**TO DO**
Continue the passage on West Nile virus, starting after its last sentence.

**PAGE TEXT**
Just to keep things in perspective in the United States, the mosquito borne virus that originated in Africa, West Nile virus (WNV) has killed 1,668 people from its first appearance in the states in 1999 through 2013. That’s 111 fatalities per year average for a disease that prior to 1999, the vast, I mean vast majority of Americans had no clue existed.
During that period we saw some 40,000 human cases of the disease as it spread across the nation and as far north as Canada.
We’ve had some mild years and some pretty severe years–almost 10,000 cases nationwide were seen in 2003, while two years ago, the state of Texas saw almost 2,000 cases alone.
Currently, the number of human WNV cases stands, ironically at 1,668 as of Oct. 28, including 58 deaths.
California to date is 2012’s Texas, leading the nation in both cases (654) and deaths (22).
First discovered in Uganda in 1937, West Nile virus is a mosquito-borne disease that can cause encephalitis, a brain inflammation.
According to the Centers for Disease Control and Prevention (CDC), approximately 80 percent of people (about 4 out of 5) who are infected with WNV will not show any symptoms at all.

**SOURCE INFORMATION**
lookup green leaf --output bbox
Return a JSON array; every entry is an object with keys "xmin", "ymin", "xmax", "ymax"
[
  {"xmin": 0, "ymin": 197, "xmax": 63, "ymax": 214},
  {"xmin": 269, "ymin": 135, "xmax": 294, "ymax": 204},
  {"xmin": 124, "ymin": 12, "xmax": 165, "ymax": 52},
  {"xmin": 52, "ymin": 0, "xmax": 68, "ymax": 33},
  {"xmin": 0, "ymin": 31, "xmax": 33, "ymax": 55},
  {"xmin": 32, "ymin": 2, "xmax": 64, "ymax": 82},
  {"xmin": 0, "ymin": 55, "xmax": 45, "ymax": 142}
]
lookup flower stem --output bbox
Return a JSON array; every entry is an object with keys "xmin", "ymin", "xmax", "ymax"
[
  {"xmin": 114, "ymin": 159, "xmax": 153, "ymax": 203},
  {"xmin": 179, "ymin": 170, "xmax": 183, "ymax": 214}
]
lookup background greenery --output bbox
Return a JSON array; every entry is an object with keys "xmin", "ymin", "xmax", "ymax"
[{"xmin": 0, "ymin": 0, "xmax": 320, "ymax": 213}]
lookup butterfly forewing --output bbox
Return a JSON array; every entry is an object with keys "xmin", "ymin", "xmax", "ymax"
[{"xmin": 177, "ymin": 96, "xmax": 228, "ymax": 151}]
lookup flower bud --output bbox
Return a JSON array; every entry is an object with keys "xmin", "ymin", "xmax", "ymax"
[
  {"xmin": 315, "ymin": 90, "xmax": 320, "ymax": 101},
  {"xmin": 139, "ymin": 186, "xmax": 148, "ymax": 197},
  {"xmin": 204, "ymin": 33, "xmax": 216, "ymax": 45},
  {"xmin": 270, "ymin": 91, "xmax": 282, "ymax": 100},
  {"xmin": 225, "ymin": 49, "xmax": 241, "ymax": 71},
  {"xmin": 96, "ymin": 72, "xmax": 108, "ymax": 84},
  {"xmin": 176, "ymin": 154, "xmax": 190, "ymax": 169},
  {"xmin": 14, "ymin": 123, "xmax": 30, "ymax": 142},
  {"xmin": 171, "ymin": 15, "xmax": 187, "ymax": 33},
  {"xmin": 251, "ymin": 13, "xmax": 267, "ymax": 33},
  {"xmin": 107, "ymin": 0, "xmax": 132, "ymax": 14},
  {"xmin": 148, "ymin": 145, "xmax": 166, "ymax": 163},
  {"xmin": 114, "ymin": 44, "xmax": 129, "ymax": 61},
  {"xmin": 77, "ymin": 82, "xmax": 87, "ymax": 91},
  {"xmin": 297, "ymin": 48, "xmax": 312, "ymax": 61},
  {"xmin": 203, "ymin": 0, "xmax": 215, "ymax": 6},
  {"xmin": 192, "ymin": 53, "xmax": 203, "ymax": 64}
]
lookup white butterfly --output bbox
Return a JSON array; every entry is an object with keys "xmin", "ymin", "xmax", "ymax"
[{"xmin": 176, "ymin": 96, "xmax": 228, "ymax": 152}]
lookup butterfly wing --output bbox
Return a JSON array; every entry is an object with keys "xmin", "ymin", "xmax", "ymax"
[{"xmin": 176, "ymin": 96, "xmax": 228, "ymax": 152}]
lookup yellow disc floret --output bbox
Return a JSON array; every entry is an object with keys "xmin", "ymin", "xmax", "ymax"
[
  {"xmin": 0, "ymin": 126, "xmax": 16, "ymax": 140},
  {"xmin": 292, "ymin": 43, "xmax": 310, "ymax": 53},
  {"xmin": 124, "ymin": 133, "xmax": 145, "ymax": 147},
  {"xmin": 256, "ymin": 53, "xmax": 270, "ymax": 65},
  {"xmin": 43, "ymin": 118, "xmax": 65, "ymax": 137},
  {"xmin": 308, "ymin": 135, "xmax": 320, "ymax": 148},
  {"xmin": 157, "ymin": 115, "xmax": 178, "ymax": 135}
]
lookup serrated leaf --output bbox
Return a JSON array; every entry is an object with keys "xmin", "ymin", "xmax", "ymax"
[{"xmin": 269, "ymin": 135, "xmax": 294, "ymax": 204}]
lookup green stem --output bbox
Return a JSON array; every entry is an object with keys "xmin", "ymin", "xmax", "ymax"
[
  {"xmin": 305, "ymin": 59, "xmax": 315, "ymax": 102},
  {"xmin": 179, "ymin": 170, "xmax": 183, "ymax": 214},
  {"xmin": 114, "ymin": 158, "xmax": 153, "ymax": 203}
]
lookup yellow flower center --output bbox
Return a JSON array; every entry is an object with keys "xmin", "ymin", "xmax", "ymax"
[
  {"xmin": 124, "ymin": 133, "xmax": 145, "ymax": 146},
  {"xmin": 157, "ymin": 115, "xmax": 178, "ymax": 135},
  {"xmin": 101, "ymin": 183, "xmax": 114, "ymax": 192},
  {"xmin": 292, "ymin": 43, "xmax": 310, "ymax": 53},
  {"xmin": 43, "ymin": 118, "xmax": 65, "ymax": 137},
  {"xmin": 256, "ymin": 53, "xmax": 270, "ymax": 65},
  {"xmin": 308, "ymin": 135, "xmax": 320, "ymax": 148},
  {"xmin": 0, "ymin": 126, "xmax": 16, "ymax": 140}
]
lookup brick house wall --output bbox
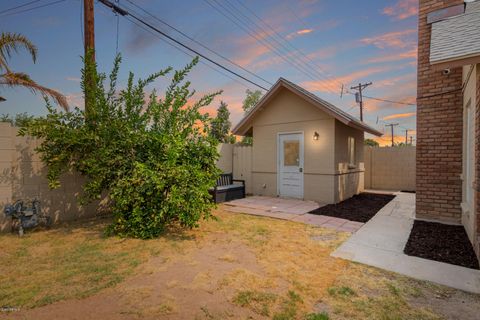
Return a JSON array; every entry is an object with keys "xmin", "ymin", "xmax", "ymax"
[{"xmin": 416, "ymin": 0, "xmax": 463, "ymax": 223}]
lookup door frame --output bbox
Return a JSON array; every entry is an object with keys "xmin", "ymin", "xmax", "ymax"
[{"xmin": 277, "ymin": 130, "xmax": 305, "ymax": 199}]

* * *

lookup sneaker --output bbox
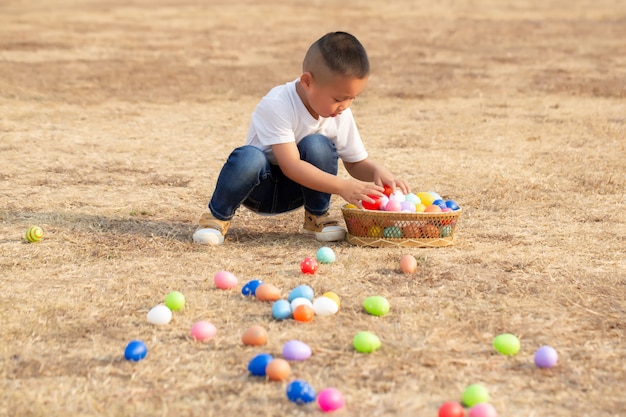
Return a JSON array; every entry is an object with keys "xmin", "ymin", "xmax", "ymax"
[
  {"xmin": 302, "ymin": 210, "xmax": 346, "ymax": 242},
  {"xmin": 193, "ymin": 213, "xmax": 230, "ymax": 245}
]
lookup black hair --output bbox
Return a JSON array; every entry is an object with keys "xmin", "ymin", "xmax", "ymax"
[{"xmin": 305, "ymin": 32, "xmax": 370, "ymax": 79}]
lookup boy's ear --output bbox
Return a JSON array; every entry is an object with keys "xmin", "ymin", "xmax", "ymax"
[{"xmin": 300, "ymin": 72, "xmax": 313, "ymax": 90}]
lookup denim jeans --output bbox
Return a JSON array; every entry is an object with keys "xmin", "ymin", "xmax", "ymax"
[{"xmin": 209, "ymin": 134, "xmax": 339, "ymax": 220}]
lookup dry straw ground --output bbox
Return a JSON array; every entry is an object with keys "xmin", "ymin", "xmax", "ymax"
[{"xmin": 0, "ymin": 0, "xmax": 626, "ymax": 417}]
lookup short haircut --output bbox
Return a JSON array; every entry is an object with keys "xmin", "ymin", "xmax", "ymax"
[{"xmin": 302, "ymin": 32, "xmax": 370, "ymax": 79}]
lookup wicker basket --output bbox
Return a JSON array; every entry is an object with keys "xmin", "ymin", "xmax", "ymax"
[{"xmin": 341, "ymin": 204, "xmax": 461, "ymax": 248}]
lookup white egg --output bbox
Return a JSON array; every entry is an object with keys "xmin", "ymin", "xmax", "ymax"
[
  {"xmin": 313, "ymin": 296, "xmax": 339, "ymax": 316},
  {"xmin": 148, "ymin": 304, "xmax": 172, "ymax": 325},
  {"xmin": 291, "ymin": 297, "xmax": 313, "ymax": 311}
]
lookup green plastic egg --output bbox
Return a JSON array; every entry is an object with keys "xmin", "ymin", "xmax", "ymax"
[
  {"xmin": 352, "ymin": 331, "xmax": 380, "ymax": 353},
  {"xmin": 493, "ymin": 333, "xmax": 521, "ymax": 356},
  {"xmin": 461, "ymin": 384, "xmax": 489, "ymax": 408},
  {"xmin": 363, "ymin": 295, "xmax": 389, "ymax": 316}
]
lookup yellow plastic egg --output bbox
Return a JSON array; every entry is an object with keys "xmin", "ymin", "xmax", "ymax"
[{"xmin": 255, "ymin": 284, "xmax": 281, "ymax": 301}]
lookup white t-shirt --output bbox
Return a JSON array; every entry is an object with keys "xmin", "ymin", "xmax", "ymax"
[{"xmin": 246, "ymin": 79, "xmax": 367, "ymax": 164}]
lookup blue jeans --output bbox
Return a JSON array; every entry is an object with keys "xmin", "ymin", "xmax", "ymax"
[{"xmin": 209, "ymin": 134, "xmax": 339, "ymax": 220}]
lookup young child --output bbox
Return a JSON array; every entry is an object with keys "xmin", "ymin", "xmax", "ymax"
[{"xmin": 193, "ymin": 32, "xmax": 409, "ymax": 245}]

**ANSWER SPACE**
Up to 20 percent of the people who become infected have symptoms such as fever, headache, and body aches, nausea, vomiting, and sometimes swollen lymph glands or a skin rash on the chest, stomach and back. Symptoms can last for as short as a few days, though even healthy people have become sick for several weeks.
About one in 150 people infected with WNV will develop severe illness. The severe symptoms can include high fever, headache, neck stiffness, stupor, disorientation, coma, tremors, convulsions, muscle weakness, vision loss, numbness and paralysis. These symptoms may last several weeks, and neurological effects may be permanent.
There is no specific treatment for WNV infection.
WNV is indigenous to Africa, Asia, Europe, Australia and now North America.